- Opening Delimiter -

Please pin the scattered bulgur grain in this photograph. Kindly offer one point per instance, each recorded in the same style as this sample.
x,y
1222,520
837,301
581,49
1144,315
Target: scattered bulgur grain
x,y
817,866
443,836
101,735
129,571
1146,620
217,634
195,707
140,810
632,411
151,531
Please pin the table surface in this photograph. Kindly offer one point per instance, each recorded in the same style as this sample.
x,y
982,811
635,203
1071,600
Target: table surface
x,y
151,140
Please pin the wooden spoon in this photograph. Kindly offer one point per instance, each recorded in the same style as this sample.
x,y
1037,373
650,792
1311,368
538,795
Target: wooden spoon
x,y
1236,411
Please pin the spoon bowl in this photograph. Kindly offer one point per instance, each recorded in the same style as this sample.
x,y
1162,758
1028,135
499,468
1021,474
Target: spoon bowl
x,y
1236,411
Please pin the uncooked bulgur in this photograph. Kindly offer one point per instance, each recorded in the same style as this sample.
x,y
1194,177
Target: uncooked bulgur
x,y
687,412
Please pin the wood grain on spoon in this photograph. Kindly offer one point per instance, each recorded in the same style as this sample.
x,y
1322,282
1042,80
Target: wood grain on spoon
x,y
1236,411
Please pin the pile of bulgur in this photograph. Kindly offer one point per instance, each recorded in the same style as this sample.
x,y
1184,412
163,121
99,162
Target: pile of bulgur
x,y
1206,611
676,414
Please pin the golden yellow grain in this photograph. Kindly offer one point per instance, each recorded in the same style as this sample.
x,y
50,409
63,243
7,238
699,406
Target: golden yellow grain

- Closing Delimiter -

Assignment:
In the records above, find the lines holding "golden". Copy each one.

Response to the exercise:
Please pin the golden yellow grain in this photograph. Kindly offer one point per instance, each recorded in the same style as this sample.
Target: golden yellow grain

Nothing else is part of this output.